Le Pape François nous invite justement à nous laisser envahir par la vibration passionnée de la grâce : « Que de bien cela nous fait, comme à Siméon, de tenir le Seigneur dans les bras (Lc 2, 28) ! Non pas seulement dans la tête et dans le cœur, mais dans les mains, en tout ce que nous faisons : dans la prière, au travail, à table, au téléphone, à l’école, auprès des pauvres, partout. Avoir le Seigneur dans les mains, c’est l’antidote contre le mysticisme isolé et l’activisme effréné, car la rencontre réelle avec Jésus redresse aussi bien les sentimentalistes dévots que les affairistes frénétiques. Vivre la rencontre avec Jésus, c’est aussi le remède à la paralysie de la normalité, c’est s’ouvrir au remue-ménage quotidien de la grâce »[13]. Avec le Christ, nous voulons nous libérer de la paralysie de penser que Dieu n'est pas dans ce qui est normal.

«Marie sanctifie jusqu'au plus petit détail, - nous faisait remarquer saint Josémaria – à ce que beaucoup considèrent à tort comme insignifiant et sans valeur : le travail de chaque jour, les attentions à l'égard des personnes aimées, les conversations et les visites de parents ou d'amis. Vie ordinaire bénie, qui peut être tellement pleine d'amour de Dieu !»[14].

Consigne de l'exercice →
D'après l'extrait ci-dessus sur la grâce dans la vie ordinaire, pour quelle raison le fait d'avoir le Seigneur dans les mains constitue-t-il l'antidote contre le mysticisme isolé et l'activisme effréné ? Répondez en une à trois phrases.

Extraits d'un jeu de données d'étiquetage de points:
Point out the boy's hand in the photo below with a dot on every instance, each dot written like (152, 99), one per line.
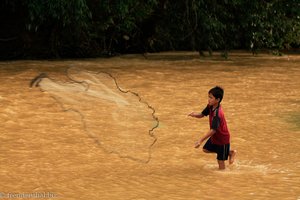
(198, 144)
(193, 114)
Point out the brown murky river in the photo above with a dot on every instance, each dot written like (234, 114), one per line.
(77, 148)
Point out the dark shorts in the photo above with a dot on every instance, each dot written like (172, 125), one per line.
(221, 150)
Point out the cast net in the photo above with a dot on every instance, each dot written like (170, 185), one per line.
(118, 120)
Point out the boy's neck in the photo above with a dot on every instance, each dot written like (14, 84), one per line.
(215, 106)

Corrigé →
Avoir le Seigneur dans les mains est cet antidote parce que la rencontre réelle avec Jésus redresse aussi bien les sentimentalistes dévots que les affairistes frénétiques.